Requirement: In the material below, find the line that contains "column 578, row 278" and the line that contains "column 475, row 358", then write out exactly those two lines and everything between them.

Extracted entries:
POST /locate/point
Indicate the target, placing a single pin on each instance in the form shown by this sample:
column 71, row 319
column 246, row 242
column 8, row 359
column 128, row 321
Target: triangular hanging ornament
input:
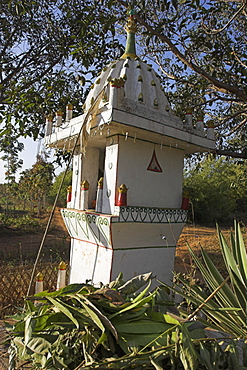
column 154, row 164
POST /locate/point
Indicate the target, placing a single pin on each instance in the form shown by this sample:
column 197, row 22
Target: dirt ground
column 18, row 248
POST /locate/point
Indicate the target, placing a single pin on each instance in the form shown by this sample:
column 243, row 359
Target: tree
column 201, row 49
column 35, row 183
column 45, row 45
column 199, row 46
column 63, row 193
column 217, row 189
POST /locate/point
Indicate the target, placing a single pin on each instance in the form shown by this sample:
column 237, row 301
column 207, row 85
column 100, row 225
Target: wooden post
column 39, row 285
column 61, row 276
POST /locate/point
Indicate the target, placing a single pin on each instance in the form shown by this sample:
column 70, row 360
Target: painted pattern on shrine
column 88, row 226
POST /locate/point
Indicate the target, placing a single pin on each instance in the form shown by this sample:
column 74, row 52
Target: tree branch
column 219, row 85
column 215, row 32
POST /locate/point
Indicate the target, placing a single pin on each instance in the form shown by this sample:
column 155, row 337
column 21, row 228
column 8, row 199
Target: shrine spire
column 130, row 28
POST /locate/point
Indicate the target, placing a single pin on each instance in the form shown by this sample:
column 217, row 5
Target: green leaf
column 61, row 307
column 39, row 345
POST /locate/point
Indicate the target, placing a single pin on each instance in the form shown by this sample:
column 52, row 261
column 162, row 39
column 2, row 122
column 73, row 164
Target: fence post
column 39, row 285
column 61, row 276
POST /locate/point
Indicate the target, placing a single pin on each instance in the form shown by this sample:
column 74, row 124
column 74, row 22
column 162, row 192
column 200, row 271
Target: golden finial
column 130, row 28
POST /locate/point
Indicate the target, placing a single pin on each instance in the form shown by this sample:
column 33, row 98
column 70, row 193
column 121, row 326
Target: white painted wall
column 76, row 181
column 148, row 188
column 110, row 174
column 134, row 234
column 90, row 170
column 138, row 261
column 89, row 261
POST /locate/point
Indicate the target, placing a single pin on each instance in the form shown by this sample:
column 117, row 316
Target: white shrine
column 125, row 213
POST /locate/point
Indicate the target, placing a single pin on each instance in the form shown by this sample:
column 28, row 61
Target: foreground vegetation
column 124, row 325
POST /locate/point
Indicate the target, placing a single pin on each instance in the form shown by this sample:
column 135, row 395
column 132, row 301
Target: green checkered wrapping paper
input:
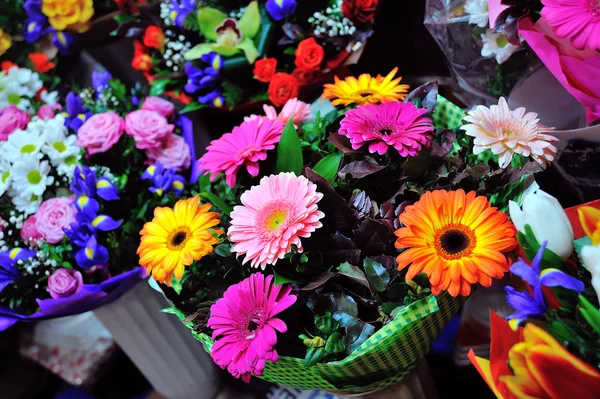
column 393, row 352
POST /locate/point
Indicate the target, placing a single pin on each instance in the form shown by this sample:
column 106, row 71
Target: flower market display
column 206, row 54
column 327, row 251
column 77, row 181
column 548, row 348
column 37, row 31
column 483, row 61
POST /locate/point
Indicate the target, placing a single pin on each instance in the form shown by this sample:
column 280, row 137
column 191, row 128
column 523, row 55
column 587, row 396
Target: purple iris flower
column 526, row 305
column 163, row 180
column 88, row 214
column 8, row 265
column 93, row 254
column 85, row 183
column 180, row 9
column 100, row 82
column 279, row 9
column 75, row 113
column 36, row 24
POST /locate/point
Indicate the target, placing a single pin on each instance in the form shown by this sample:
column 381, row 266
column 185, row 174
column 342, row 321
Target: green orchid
column 226, row 35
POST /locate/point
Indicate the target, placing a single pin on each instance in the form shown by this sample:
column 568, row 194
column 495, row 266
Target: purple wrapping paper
column 88, row 298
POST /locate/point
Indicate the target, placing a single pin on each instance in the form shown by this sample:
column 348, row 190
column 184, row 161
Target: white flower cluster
column 26, row 159
column 175, row 49
column 19, row 85
column 331, row 22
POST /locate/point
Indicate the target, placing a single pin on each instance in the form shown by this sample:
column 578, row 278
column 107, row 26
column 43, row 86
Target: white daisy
column 478, row 12
column 5, row 176
column 24, row 142
column 31, row 176
column 496, row 45
column 27, row 204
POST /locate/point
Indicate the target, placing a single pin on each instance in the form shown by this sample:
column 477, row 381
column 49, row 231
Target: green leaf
column 335, row 343
column 198, row 51
column 249, row 49
column 218, row 202
column 376, row 274
column 208, row 20
column 193, row 106
column 249, row 23
column 289, row 152
column 590, row 313
column 353, row 272
column 328, row 166
column 314, row 355
column 159, row 86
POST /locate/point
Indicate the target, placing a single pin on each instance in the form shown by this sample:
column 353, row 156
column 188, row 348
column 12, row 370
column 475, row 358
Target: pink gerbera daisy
column 578, row 20
column 245, row 145
column 507, row 132
column 396, row 124
column 244, row 325
column 274, row 216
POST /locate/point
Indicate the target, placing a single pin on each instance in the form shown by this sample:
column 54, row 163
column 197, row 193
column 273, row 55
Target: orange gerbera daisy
column 457, row 239
column 366, row 89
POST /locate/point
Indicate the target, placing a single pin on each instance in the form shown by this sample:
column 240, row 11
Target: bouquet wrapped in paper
column 77, row 182
column 549, row 346
column 225, row 54
column 328, row 251
column 483, row 62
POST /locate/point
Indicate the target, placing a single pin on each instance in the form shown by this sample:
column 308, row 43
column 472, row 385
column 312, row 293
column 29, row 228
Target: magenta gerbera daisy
column 245, row 145
column 578, row 20
column 244, row 325
column 396, row 124
column 274, row 216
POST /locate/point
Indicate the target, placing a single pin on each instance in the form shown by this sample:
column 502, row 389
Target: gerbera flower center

Answer to this task:
column 578, row 278
column 107, row 26
column 43, row 86
Target: white daisy
column 478, row 12
column 5, row 176
column 24, row 142
column 31, row 176
column 496, row 45
column 27, row 204
POST /locate/point
Indicate the target, placing a single pin on each instance in the form shown by this sample:
column 477, row 381
column 49, row 231
Target: green leaf
column 335, row 343
column 198, row 51
column 249, row 49
column 218, row 202
column 376, row 274
column 208, row 20
column 193, row 106
column 249, row 23
column 289, row 152
column 590, row 313
column 353, row 272
column 328, row 166
column 314, row 355
column 159, row 86
POST /locate/point
Indicate the target, placing a single pin on each instance in the form shown by this sample:
column 353, row 156
column 188, row 348
column 12, row 370
column 475, row 358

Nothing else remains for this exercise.